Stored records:

------------------------------------------------------------------------

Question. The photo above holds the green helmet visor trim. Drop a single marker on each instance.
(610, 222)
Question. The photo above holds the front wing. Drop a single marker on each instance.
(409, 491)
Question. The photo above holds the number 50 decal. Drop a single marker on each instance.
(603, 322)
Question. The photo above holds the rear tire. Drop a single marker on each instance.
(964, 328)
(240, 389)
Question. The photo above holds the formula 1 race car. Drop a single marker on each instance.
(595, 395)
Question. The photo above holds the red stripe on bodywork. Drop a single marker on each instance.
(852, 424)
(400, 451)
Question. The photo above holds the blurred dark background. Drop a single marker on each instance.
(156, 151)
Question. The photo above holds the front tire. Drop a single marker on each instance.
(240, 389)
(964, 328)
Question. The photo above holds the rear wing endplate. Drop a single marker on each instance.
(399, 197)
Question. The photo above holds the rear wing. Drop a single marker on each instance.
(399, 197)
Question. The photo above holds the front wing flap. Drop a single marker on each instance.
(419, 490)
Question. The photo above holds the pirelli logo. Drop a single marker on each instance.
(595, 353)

------------------------------------------------------------------------

### Your task
Give back the lines above exactly, from the one with "Question. The photo above holds the front tire." through the last line.

### Your response
Question. The photo above holds the front tire. Drop a single marker on each instance.
(240, 389)
(964, 328)
Question. The photo above holds the rear wing endplate. Drop a single marker on each instance.
(399, 197)
Question. The photo above holds the rear wing. Drop a single marker on each instance.
(399, 197)
Question. The photo above holds the front wing flap. Drop a single marker on each instance.
(419, 490)
Question. The photo above holds the pirelli logo. Drop a single marker on each instance.
(595, 353)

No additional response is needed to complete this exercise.